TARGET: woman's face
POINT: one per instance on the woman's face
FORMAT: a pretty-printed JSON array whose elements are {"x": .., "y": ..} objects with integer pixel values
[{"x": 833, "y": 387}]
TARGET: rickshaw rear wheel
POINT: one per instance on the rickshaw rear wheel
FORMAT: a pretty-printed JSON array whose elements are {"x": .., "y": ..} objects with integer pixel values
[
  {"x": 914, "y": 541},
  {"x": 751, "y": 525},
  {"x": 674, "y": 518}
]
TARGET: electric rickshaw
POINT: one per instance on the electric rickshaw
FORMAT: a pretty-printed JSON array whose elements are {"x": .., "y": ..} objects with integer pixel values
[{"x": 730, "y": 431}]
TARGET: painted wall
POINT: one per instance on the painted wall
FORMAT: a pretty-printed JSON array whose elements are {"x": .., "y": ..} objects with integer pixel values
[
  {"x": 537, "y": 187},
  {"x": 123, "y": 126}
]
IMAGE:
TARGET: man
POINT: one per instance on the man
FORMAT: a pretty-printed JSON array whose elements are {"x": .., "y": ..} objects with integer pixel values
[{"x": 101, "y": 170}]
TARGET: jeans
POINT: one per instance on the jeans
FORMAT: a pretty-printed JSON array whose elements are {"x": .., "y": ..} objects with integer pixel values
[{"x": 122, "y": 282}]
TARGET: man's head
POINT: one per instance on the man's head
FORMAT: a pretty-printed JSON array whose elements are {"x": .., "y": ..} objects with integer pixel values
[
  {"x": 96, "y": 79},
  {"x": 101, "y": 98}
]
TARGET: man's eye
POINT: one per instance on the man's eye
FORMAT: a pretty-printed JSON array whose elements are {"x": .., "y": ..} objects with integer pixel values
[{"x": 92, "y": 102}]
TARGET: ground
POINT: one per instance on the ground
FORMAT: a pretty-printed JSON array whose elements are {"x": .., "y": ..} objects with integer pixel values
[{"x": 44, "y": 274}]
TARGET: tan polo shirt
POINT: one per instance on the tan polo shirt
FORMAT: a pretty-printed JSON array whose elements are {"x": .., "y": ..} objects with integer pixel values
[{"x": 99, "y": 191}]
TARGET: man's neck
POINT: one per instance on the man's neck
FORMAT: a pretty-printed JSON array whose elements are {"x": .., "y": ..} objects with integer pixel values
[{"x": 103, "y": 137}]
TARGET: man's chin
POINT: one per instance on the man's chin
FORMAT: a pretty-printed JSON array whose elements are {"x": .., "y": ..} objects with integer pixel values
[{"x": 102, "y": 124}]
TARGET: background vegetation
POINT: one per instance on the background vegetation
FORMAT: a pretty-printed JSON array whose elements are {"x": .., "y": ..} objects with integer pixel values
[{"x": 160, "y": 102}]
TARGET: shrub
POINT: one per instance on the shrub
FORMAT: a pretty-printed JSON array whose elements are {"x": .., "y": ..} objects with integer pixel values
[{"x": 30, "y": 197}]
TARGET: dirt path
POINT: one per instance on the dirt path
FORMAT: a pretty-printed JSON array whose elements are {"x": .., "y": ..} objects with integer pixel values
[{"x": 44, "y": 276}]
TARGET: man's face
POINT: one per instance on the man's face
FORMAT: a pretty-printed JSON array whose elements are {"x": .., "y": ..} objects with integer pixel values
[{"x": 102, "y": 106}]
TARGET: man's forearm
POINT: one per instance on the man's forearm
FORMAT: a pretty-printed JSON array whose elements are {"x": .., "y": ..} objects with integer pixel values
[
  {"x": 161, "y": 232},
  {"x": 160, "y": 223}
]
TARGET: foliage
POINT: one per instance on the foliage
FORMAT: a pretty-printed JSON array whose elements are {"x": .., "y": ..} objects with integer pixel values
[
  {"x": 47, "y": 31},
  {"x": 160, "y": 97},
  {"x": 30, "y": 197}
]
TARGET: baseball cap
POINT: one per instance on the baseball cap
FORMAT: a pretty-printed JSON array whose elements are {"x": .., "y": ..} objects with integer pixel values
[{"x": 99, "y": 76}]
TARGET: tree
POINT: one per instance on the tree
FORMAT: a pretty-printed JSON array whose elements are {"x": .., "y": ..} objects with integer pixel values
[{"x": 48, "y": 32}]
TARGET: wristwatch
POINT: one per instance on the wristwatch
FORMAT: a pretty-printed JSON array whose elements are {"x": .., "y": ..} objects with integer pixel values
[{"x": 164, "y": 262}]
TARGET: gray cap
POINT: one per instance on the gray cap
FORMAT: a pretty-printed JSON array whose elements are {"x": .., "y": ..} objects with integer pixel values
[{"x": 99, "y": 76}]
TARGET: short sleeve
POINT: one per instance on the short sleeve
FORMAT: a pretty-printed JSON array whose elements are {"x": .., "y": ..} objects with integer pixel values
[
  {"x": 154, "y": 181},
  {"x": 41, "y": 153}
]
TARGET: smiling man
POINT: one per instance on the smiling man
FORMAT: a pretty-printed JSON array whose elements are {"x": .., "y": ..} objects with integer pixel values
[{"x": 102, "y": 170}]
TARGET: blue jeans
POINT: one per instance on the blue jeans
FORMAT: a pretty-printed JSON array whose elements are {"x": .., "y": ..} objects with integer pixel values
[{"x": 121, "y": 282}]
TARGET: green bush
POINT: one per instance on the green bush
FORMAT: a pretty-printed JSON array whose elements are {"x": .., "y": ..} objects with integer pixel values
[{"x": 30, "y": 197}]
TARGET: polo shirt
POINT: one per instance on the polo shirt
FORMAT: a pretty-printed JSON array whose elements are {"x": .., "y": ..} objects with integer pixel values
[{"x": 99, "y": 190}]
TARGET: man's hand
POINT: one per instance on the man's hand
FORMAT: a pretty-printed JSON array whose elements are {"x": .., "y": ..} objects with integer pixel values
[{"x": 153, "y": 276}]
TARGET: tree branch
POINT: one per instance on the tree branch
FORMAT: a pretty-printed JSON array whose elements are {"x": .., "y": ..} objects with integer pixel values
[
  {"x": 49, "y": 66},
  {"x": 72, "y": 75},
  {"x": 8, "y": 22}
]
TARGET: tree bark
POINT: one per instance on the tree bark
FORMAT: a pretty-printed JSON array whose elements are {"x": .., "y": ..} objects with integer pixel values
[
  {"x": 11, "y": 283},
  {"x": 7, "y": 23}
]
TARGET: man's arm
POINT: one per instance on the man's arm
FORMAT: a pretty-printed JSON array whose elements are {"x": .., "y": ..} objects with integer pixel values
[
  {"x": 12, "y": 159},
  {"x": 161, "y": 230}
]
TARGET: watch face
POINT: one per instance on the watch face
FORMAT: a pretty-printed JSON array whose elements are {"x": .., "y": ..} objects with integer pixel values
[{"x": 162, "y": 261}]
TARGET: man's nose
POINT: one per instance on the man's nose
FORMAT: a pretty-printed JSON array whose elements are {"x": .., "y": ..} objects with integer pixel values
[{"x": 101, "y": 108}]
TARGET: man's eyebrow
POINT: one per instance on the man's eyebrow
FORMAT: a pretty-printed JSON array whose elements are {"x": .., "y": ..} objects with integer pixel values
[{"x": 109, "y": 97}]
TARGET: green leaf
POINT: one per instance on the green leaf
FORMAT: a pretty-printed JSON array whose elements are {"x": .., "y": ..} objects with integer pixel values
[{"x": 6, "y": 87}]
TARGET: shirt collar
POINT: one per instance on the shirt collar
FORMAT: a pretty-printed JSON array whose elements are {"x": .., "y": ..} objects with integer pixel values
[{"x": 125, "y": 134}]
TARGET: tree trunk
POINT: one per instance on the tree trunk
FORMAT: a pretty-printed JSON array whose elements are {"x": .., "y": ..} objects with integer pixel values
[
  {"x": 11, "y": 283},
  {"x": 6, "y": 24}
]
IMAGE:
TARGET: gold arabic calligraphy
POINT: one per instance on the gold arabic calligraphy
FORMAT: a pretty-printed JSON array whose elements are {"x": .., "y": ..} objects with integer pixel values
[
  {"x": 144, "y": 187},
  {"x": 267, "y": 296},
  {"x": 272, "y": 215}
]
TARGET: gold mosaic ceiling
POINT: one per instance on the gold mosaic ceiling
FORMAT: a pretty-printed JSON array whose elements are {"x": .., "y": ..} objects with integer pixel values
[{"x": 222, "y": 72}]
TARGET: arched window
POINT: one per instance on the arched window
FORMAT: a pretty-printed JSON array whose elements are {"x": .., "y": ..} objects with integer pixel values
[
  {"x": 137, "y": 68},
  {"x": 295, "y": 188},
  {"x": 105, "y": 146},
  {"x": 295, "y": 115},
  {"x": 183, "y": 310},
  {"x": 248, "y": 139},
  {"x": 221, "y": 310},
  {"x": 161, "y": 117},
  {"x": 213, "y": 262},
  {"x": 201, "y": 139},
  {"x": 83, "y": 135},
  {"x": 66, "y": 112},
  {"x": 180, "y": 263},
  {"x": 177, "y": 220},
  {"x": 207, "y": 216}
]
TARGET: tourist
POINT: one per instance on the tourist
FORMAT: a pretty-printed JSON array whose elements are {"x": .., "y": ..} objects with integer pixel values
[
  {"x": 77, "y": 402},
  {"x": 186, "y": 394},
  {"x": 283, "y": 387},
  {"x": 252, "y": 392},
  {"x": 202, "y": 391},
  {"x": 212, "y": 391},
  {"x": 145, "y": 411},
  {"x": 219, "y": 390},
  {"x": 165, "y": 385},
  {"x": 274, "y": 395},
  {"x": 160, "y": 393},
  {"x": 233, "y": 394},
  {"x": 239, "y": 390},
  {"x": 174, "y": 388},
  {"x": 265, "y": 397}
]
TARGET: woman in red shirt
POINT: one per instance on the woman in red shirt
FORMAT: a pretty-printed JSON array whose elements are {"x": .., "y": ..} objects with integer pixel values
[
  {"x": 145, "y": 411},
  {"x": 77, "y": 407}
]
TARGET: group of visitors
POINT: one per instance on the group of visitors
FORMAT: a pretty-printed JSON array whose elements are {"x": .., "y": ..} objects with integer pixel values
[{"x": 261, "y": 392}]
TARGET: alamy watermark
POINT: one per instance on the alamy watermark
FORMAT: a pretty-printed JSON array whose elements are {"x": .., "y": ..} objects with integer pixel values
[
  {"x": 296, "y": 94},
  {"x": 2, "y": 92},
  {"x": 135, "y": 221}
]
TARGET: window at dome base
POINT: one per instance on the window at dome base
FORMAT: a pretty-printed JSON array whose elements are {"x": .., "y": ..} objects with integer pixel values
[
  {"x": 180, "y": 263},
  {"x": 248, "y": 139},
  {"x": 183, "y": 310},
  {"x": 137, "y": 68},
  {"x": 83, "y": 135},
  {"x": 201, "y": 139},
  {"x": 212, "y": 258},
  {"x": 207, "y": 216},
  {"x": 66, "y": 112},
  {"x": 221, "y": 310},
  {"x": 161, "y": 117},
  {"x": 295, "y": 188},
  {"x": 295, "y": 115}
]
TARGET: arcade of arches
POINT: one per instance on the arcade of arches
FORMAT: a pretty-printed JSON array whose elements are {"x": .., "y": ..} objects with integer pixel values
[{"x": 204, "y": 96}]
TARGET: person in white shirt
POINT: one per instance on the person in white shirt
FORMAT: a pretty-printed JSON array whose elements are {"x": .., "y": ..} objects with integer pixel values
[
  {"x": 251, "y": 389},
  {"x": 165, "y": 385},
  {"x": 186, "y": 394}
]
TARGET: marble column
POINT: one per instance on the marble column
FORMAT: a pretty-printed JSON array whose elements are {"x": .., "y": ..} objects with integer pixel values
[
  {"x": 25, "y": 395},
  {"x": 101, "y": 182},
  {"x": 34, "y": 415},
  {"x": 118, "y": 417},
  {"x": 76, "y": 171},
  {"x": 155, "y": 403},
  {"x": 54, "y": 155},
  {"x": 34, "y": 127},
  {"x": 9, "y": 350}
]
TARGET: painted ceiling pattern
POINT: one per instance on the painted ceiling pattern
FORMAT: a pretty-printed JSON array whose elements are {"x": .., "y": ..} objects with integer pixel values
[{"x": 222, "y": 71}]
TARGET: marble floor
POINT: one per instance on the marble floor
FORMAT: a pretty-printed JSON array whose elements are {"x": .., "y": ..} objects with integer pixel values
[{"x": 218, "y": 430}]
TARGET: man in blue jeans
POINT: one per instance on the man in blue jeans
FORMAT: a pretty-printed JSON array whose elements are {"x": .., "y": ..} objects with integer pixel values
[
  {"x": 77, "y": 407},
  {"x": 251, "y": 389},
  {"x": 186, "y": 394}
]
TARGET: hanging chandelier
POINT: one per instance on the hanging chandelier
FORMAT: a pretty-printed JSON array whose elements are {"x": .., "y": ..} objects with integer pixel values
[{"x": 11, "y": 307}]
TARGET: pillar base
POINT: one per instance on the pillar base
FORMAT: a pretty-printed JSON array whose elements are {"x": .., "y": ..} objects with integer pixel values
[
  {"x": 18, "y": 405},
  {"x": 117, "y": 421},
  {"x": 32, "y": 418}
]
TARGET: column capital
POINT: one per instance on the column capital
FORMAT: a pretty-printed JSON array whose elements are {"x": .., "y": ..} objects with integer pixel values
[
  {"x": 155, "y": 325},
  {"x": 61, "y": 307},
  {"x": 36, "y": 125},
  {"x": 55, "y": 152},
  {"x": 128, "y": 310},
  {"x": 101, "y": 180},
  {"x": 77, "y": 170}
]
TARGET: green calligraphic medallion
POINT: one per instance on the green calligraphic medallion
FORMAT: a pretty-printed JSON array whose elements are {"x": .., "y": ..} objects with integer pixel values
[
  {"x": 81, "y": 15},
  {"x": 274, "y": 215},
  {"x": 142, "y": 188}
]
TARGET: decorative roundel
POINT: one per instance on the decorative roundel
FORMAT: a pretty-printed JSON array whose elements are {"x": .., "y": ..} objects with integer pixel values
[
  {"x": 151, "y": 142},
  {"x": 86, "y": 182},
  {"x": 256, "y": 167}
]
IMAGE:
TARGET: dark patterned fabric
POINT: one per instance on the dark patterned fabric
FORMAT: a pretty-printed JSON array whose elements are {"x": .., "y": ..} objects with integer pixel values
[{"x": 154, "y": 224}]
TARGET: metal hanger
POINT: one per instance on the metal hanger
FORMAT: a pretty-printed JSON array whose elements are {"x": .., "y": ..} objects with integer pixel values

================

_Your assignment_. Read through the entries and copy each line in which "short" appears.

_Exercise answer_.
TARGET: short sleeve
POINT: one per instance on the short sleeve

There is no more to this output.